- [To be done] Write out every line of the items again, requests included, but multiply each point coordinate in the answers by 2.4 and round it to a whole number, with halves rounding up. Leave the numbers in the requests and their format samples unchanged, and omit the pictures.

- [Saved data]

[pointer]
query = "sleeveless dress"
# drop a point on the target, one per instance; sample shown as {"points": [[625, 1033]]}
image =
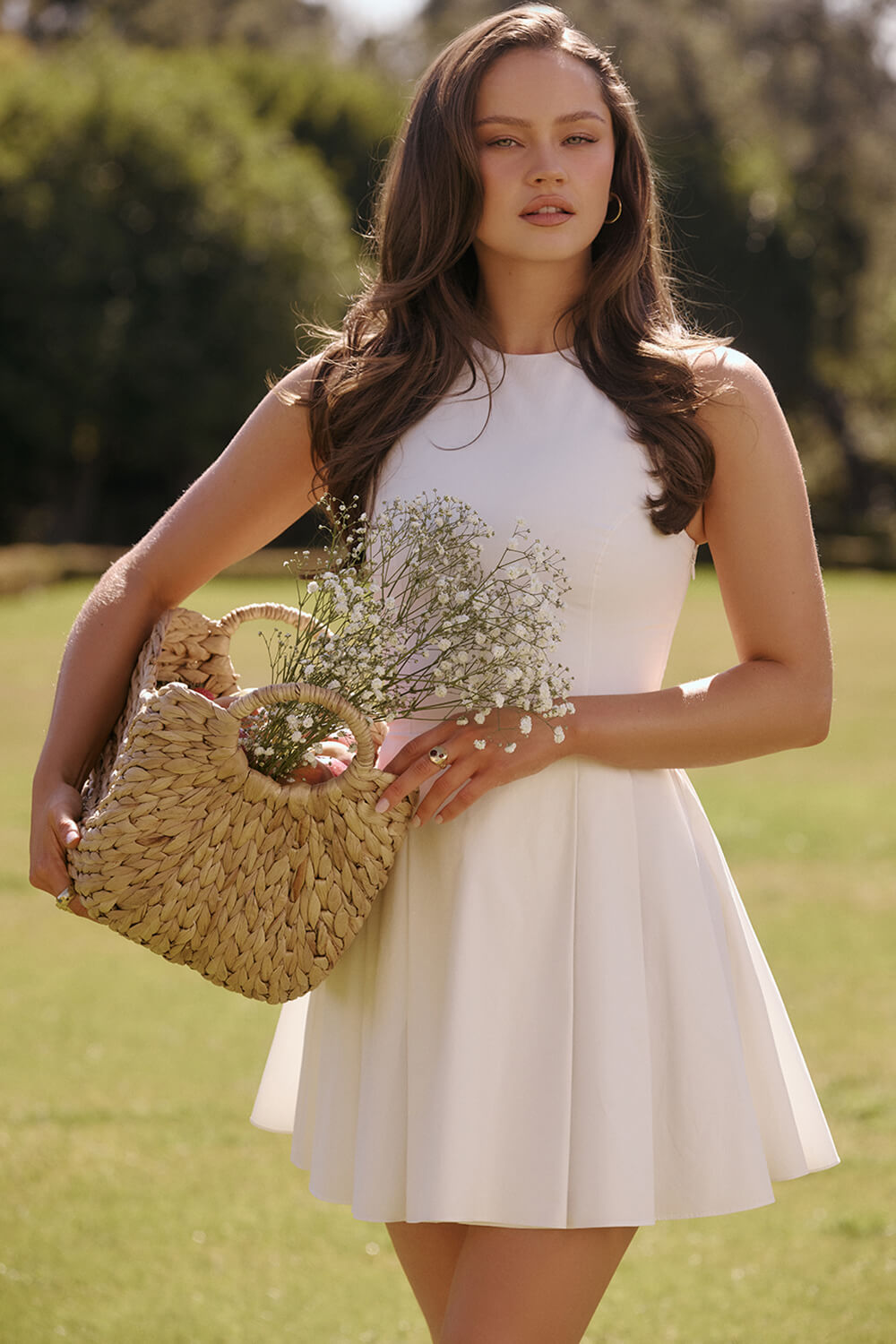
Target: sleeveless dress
{"points": [[557, 1013]]}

- [Reply]
[pointer]
query = "sleeveless dress"
# drop a point on the target, one per instance; sample shown as {"points": [[625, 1033]]}
image =
Target: sleeveless dress
{"points": [[1337, 2431]]}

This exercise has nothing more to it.